■ Consigne ■
Transcrivez à l'identique, s'il vous plaît, le passage du jugement ci-dessous qui débute aux mots « En l’absence d’interdiction » et s'achève après les mots « saurait être caractérisé. ».

■ Texte du jugement ■
::::::::::

Les faits en cause s’étant déroulés entre 2011 et le 31 janvier 2016, la délibération du 22 juin 2017 de l’ARJEL, postérieure, ne leur est pas applicable.

Comme le soutient le PMU, l’interdiction fondant tant la demande de nullité que les demandes de dommages-intérêts n’est édictée par aucun texte en vigueur à la date des faits.

En l’absence d’interdiction légale ou réglementaire, aucun dol ni aucun manquement résultant de la méconnaissance de la dite interdiction ne saurait être caractérisé.

En l’absence de preuve d’un dol ou d’un manquement à une obligation légale ou réglementaire monsieur [T] sera débouté de sa demande de nullité des mises comme de ses demandes de dommages-intérêts, tant pour les montants sollicités à titre principal que pour ceux sollicités à titre subsidiaire et infiniment subsidiaire. Monsieur [T] sera par conséquent débouté de l’intégralité de ses demandes d’indemnisation.

Sur le manquement à l’obligation d’information

Monsieur [T] qui se borne à affirmer que « la désinformation dont se rend coupable PMU est également un manquement à son obligation d’information ce qui occasionne un préjudice distinct et réparable » ne démontre ni ne justifie de la sorte le manquement qu’il allègue.
Il sera débouté des demandes formées sur ce fondement.

Sur la demande reconventionnelle du PMU au titre de l’abus de procédure

Ester en justice constitue un droit. L’exercice de ce droit ne dégénère en abus que s’il constitue un acte de malice ou de mauvaise foi. L’appréciation inexacte qu’une partie fait de ses droits n’est pas en soi constitutive d’une faute.

L’indemnisation d’une partie au titre de l’abus de procédure implique en outre pour celle-ci de rapporter la preuve d’un préjudice lequel n’est en l’espèce ni explicité ni prouvé.

Par application des dispositions de l’article 1240 du Code civil, le PMU sera donc débouté du chef de sa demande d’indemnisation au titre de l’abus de procédure.

Sur les autres demandes et sur les demandes accessoires

Monsieur [T] qui succombe à l’ensemble de ses demandes à l’égard du PMU sera débouté de sa demande de publication du présent jugement.

L’article 696 du code de procédure civile dispose que la partie perdante est condamnée aux dépens, à moins que le juge, par décision motivée, n’en mette la totalité ou une fraction à la charge d’une autre partie.

Par application de l’article 700 du code de procédure civile, le juge condamne, sauf considération tirée de l’équité, la partie tenue aux dépens ou qui perd son procès à payer à l’autre la somme qu’il détermine, au titre des frais exposés et non compris dans les dépens.

::::::::::

■ Données disponibles ■

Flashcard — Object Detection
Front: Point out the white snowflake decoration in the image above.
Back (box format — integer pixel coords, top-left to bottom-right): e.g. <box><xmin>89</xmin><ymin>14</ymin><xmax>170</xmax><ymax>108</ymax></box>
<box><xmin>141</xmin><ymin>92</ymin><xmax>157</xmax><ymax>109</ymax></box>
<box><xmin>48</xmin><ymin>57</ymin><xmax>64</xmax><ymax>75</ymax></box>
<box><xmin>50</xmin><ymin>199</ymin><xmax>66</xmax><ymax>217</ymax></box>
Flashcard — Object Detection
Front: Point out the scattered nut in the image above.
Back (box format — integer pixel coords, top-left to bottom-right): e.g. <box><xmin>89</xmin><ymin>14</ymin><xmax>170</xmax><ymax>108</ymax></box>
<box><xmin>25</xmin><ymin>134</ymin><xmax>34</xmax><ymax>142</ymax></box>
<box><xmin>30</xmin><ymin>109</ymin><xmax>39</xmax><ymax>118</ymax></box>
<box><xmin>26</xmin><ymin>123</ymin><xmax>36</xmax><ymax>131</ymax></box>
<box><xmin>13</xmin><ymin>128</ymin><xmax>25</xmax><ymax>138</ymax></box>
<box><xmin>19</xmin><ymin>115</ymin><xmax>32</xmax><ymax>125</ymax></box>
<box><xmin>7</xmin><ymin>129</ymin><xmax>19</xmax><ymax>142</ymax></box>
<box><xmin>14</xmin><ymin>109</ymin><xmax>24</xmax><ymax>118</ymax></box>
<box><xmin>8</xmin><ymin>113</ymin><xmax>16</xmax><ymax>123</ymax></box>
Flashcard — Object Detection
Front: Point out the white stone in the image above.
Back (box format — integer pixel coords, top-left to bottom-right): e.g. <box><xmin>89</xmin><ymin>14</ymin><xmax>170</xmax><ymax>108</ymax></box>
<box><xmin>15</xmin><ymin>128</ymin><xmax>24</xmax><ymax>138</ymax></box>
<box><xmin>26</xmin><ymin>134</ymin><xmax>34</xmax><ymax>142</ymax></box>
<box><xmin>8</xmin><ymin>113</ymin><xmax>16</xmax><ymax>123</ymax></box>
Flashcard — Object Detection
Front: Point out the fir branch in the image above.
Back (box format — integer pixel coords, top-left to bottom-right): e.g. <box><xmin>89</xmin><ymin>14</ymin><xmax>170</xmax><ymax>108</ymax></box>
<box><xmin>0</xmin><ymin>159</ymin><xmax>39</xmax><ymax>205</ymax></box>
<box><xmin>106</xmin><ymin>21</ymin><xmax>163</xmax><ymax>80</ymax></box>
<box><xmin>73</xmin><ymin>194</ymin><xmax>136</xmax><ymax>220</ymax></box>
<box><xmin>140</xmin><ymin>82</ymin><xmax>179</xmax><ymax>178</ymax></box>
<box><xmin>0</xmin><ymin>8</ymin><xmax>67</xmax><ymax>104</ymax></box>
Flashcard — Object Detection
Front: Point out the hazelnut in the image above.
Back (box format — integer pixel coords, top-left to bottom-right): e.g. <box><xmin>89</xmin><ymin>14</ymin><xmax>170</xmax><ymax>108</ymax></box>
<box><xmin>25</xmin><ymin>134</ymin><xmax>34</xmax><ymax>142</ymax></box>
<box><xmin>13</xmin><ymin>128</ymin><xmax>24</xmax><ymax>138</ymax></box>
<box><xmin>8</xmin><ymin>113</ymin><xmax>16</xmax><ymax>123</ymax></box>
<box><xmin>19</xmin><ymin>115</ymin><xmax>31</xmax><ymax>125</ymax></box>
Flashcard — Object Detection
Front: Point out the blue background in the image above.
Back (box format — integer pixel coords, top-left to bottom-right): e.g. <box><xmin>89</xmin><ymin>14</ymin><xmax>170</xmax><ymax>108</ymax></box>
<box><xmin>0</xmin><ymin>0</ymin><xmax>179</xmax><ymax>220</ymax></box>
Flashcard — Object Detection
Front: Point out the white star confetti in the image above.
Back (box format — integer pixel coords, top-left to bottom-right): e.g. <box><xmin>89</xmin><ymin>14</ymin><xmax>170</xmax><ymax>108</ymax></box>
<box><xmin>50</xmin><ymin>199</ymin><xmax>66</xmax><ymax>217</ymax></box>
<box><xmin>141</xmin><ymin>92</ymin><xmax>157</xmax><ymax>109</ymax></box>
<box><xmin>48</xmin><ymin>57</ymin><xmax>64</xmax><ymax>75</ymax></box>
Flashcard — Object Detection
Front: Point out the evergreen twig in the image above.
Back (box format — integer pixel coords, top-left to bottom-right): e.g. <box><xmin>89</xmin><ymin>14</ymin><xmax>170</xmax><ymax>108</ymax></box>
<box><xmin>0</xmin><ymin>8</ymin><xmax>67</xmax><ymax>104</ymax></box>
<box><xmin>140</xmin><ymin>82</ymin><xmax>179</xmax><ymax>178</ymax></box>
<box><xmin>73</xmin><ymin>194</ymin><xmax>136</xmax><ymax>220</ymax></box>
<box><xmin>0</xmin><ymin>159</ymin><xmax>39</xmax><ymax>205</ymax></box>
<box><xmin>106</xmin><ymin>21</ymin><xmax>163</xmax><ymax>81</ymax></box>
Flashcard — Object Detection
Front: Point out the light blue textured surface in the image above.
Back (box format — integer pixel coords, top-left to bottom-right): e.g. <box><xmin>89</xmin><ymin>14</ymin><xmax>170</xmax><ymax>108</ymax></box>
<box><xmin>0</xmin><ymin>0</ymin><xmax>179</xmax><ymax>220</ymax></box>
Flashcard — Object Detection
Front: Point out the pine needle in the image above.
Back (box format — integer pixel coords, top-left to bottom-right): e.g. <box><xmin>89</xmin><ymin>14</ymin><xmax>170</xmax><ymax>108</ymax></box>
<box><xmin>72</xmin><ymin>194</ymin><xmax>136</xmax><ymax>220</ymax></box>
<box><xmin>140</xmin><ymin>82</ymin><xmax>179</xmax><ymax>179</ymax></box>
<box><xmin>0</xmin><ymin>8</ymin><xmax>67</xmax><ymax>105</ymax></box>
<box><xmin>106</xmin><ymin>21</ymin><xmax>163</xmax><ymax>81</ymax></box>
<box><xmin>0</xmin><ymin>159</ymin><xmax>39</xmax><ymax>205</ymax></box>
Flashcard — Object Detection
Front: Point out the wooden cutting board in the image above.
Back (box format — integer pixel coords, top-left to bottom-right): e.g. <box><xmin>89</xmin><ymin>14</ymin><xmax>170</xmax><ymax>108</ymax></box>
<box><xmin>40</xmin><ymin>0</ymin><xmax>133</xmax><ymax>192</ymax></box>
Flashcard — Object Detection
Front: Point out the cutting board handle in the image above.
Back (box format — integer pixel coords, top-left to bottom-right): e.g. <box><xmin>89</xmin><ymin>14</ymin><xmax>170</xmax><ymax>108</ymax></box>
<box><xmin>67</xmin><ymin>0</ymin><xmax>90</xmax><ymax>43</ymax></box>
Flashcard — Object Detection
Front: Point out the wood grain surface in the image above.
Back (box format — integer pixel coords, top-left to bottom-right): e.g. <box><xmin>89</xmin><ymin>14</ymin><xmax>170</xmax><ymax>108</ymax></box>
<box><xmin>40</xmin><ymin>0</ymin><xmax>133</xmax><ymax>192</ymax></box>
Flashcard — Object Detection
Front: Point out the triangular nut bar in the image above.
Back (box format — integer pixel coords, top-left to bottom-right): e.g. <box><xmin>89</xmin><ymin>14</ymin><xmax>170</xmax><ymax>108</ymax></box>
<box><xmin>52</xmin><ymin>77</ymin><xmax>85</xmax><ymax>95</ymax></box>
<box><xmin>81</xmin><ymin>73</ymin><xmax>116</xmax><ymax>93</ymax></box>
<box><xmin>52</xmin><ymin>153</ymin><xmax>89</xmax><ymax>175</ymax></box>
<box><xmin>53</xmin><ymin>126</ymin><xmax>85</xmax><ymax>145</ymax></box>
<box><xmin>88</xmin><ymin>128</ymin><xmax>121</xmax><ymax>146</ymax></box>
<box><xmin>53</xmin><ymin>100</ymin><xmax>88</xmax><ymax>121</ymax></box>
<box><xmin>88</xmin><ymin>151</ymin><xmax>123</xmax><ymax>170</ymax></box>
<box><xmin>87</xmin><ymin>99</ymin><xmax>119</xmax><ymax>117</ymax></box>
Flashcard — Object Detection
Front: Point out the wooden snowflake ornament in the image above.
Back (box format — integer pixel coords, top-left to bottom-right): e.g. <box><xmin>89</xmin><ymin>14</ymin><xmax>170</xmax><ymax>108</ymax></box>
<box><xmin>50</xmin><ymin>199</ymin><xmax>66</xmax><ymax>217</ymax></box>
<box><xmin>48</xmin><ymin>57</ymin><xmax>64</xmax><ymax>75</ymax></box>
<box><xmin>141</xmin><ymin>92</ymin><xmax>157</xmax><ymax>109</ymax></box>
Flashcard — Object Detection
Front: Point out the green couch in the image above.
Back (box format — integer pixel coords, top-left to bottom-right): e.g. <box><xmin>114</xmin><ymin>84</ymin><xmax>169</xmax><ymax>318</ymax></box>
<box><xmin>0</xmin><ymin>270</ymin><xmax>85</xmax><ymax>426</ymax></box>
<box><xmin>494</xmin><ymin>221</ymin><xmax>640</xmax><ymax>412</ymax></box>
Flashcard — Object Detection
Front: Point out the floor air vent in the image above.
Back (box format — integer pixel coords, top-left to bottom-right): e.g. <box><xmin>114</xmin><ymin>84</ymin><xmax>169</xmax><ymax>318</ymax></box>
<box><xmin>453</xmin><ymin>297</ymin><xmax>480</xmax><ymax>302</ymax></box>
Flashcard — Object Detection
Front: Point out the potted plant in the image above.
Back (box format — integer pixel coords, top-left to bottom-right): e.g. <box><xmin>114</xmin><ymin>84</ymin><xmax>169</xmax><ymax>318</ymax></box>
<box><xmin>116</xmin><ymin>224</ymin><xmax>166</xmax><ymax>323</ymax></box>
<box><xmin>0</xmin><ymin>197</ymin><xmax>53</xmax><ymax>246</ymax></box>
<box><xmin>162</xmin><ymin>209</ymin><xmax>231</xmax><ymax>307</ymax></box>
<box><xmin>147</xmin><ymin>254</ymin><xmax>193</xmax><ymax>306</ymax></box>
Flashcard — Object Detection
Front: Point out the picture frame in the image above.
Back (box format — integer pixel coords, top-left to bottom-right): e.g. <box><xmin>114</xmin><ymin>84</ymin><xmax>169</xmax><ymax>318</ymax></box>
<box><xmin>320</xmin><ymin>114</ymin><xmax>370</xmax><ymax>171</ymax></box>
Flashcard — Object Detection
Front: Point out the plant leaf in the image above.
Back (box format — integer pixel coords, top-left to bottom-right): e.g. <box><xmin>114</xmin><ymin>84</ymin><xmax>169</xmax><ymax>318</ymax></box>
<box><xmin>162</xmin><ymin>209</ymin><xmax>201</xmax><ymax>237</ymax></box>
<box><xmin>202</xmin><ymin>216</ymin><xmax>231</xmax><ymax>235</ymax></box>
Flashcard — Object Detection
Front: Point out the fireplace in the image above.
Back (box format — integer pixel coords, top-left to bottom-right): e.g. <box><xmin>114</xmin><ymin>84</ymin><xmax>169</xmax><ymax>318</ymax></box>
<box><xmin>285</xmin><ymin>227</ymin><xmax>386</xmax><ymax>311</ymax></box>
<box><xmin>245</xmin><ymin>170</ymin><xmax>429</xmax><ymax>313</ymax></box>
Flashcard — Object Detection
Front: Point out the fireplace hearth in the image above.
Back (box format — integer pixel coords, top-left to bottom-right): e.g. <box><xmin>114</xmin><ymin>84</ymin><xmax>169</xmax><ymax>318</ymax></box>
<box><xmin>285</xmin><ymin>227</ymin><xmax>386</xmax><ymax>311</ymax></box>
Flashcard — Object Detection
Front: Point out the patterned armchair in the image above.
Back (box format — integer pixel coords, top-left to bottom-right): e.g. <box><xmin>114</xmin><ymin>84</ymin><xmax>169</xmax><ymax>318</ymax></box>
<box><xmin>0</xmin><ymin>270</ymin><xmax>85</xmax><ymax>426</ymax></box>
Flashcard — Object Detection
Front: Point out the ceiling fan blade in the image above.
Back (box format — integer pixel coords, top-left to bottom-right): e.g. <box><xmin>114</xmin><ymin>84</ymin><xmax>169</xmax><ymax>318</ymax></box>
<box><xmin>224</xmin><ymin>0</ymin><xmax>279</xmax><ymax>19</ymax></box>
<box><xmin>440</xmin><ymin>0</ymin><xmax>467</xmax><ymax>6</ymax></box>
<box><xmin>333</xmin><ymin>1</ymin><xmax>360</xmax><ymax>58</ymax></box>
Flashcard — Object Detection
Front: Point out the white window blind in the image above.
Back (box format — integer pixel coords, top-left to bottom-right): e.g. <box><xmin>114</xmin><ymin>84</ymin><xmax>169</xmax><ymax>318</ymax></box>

::::::::::

■ Réponse ■
En l’absence d’interdiction légale ou réglementaire, aucun dol ni aucun manquement résultant de la méconnaissance de la dite interdiction ne saurait être caractérisé.